EXERCISE:
Wherever a line of the data contains "yellow", copy that line.

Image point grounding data
%%
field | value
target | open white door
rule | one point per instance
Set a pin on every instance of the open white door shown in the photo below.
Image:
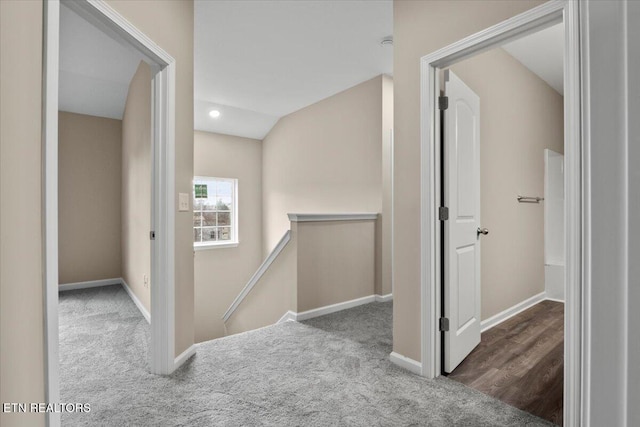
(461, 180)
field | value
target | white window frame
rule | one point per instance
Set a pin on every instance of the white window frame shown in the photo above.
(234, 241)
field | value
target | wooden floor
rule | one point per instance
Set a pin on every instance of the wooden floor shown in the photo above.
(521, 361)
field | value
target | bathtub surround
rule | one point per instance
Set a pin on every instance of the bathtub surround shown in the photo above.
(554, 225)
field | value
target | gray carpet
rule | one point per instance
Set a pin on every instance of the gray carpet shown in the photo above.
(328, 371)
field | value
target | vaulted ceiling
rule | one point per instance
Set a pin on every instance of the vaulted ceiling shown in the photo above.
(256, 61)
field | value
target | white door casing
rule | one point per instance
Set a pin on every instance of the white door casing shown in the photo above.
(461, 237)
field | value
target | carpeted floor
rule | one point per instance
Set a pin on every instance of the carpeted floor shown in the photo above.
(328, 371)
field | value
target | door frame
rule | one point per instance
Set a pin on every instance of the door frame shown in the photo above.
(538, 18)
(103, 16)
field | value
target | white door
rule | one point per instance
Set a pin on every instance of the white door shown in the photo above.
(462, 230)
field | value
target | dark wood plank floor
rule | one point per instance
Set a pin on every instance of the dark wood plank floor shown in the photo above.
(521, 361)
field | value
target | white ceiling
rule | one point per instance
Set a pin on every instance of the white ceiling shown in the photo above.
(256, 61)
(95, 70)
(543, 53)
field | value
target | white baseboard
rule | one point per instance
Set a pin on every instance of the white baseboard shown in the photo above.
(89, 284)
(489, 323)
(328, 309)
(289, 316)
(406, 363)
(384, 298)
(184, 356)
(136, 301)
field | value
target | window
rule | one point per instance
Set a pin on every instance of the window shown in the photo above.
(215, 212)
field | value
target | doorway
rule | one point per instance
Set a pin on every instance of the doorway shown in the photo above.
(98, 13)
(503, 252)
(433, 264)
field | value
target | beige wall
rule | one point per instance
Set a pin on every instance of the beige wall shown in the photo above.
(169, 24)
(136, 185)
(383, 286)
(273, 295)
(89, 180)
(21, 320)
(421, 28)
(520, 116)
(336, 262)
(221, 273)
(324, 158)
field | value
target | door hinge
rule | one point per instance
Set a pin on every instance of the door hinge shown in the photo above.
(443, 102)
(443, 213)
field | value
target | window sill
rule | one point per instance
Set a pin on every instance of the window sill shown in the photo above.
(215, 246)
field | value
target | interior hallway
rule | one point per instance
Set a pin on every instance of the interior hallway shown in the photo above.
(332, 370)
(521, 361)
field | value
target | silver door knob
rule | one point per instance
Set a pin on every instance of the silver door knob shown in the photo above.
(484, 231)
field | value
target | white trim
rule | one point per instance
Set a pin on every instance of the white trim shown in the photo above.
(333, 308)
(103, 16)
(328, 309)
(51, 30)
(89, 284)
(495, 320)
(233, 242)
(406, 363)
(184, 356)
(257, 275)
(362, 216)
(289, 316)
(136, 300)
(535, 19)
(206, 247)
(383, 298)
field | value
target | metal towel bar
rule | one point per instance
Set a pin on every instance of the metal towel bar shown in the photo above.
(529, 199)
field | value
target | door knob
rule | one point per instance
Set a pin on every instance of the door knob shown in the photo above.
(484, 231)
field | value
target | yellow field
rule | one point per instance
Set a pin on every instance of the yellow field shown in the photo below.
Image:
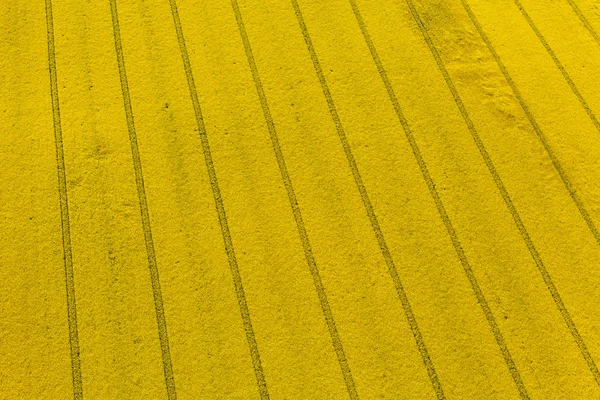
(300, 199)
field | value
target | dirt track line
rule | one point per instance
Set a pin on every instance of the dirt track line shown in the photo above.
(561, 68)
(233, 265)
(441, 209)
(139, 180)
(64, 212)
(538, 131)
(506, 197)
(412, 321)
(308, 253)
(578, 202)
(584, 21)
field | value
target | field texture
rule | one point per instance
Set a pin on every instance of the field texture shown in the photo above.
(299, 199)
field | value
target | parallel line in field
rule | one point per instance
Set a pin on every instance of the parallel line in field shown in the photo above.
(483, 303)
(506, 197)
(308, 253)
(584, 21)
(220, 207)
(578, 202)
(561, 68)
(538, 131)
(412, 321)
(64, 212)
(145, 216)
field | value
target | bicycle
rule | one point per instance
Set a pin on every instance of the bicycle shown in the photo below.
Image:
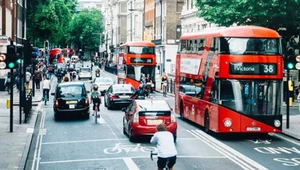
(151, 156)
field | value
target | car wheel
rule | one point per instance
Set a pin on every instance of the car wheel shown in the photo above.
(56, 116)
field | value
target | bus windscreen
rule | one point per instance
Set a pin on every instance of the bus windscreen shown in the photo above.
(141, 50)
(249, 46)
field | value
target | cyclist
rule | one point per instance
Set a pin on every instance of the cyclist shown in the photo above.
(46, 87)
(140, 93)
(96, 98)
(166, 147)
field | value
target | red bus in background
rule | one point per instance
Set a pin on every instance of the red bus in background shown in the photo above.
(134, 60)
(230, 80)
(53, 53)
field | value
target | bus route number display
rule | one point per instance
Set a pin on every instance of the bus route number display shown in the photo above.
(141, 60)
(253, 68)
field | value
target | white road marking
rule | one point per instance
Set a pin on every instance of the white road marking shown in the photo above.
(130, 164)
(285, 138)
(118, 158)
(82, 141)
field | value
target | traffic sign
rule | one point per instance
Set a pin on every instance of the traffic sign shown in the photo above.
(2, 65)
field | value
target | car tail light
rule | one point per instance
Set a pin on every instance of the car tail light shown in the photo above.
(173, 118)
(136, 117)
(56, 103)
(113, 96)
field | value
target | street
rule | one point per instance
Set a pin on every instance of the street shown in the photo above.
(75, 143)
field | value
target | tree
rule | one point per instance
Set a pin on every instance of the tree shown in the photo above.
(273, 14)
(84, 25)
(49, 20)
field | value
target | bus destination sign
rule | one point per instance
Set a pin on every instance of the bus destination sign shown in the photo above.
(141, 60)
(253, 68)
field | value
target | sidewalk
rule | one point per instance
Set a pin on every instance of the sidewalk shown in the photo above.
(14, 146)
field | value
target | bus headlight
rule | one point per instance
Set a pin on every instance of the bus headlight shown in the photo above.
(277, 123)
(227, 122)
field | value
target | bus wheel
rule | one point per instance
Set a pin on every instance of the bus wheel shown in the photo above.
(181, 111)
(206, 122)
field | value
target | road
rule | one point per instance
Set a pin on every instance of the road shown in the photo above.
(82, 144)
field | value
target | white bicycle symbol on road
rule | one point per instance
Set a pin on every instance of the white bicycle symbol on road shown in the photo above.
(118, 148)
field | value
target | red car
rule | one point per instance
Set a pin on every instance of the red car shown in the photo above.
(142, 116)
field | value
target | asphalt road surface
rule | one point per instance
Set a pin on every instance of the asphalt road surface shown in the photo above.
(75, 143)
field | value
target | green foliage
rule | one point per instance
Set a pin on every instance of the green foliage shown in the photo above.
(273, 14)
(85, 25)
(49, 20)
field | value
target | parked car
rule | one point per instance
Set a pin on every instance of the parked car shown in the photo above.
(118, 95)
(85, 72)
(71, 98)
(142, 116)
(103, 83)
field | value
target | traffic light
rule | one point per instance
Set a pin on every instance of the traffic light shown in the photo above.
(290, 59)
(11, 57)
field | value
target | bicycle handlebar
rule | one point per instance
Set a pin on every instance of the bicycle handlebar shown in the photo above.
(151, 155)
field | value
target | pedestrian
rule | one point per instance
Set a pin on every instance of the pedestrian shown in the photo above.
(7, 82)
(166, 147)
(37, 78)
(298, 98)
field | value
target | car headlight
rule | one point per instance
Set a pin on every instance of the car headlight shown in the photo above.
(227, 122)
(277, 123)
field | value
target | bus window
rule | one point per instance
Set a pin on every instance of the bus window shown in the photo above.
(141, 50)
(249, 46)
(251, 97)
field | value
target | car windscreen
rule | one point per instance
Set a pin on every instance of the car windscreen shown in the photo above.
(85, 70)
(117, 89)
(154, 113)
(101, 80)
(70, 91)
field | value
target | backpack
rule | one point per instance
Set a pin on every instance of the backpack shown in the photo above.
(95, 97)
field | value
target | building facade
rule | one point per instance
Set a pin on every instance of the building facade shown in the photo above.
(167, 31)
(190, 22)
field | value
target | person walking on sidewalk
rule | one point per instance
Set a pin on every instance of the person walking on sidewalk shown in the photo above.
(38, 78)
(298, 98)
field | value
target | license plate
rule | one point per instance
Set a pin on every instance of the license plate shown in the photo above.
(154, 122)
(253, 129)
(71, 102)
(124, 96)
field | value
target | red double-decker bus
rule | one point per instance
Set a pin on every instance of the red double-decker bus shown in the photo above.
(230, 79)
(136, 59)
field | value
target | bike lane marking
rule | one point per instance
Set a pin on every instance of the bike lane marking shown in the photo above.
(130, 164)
%%
ANSWER SECTION:
target | yellow field
Set a pin on every instance of the yellow field shown in the photo below.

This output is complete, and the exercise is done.